Copy out every line of the records where the string "concrete" occurs.

----- Data to process -----

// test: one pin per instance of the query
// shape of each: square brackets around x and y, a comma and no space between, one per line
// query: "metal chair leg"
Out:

-----
----- Data to process -----

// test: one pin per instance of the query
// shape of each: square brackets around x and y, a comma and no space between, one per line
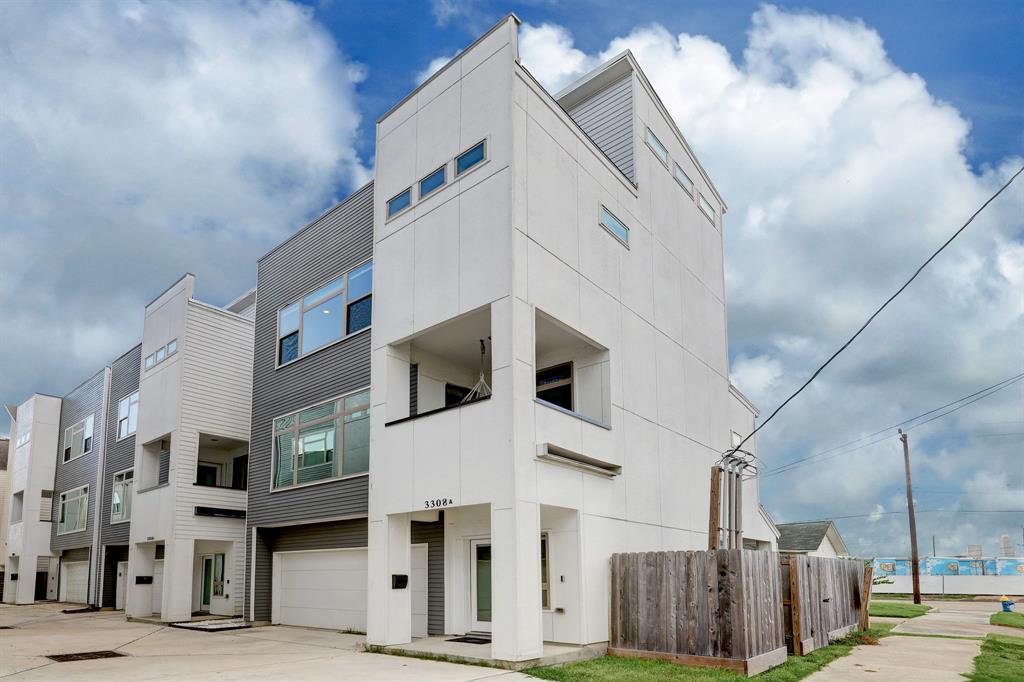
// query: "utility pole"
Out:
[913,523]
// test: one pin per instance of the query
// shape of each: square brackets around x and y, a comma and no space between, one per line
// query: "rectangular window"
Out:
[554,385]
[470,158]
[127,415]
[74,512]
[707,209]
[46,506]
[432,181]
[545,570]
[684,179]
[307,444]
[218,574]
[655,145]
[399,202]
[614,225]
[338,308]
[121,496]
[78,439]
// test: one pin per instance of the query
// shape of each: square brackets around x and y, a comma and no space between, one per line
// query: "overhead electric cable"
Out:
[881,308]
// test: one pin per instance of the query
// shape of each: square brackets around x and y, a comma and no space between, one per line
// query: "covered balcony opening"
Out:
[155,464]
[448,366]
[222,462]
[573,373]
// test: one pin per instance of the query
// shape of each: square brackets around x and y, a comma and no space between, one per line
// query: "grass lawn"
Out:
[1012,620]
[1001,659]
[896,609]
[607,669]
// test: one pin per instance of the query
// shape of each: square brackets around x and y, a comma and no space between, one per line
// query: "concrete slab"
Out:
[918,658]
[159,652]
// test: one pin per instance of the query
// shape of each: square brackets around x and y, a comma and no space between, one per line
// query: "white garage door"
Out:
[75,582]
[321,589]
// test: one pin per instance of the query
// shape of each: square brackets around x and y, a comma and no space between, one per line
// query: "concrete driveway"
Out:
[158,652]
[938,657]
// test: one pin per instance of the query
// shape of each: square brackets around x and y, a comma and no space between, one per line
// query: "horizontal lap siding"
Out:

-----
----- Data to process -----

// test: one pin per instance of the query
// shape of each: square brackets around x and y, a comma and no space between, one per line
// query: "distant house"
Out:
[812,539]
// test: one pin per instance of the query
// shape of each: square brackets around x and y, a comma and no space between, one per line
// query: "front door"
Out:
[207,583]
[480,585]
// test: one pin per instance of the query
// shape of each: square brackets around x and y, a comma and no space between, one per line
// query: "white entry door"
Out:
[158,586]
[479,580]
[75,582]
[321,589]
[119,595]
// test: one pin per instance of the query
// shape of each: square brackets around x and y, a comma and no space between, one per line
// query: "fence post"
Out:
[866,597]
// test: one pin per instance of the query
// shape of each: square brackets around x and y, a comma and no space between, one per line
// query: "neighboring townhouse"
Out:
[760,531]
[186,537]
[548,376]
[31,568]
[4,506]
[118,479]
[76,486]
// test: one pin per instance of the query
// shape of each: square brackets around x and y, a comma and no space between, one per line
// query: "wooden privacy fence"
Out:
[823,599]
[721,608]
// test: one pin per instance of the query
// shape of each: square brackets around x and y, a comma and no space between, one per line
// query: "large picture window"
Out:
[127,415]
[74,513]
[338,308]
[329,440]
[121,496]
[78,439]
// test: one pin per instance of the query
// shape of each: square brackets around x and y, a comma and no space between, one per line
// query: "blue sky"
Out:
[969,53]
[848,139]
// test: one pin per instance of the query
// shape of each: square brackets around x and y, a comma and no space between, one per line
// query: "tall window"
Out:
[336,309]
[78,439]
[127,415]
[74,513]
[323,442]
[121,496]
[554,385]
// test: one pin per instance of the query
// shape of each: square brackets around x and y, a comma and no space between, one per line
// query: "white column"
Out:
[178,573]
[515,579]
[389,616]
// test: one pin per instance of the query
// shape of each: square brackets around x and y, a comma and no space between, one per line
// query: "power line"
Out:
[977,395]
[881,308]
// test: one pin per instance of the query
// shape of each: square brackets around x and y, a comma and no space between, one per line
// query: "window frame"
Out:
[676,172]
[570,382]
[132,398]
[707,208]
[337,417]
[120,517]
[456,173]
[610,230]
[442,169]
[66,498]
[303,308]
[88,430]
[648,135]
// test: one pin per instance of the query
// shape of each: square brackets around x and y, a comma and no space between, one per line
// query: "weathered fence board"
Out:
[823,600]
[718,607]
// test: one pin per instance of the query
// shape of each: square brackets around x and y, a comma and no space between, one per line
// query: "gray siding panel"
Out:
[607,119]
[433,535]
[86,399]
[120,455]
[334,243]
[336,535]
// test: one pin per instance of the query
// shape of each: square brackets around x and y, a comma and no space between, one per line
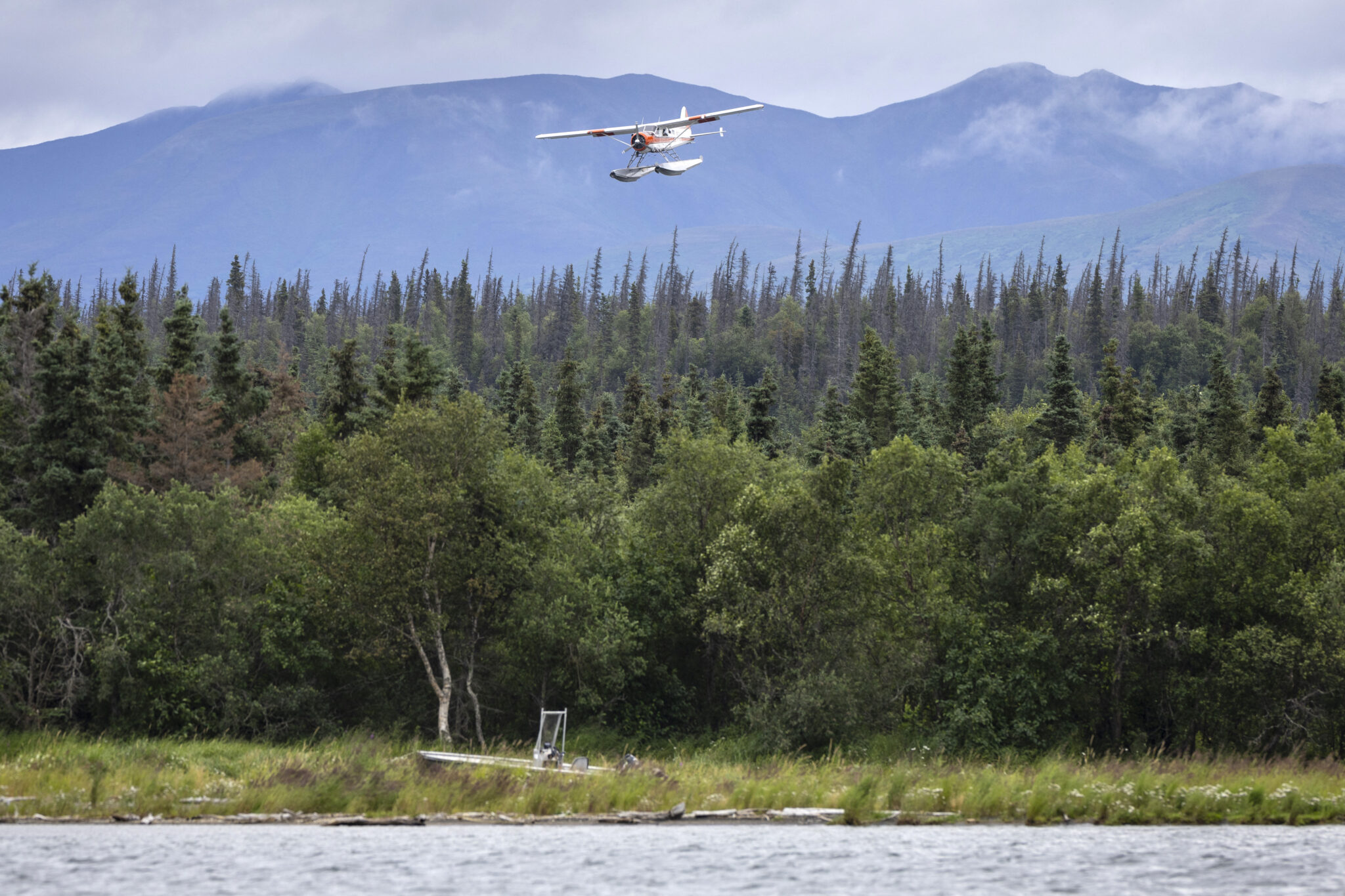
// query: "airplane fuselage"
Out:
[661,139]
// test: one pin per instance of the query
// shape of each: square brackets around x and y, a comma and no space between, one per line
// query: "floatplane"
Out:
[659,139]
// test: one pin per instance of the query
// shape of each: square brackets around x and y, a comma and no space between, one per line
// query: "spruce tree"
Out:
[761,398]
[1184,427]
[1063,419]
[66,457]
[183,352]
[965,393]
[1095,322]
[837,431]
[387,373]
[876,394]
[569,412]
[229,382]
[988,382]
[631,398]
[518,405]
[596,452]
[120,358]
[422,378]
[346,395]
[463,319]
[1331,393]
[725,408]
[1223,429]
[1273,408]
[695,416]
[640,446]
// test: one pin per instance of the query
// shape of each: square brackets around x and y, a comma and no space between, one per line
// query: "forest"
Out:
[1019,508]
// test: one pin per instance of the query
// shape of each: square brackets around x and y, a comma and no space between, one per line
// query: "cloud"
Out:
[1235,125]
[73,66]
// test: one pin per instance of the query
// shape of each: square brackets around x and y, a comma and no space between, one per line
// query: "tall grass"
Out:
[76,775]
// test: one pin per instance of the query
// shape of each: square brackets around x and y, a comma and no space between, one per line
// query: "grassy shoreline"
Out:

-----

§ **Solution to this problem**:
// query: "concrete slab"
// query: "concrete driveway"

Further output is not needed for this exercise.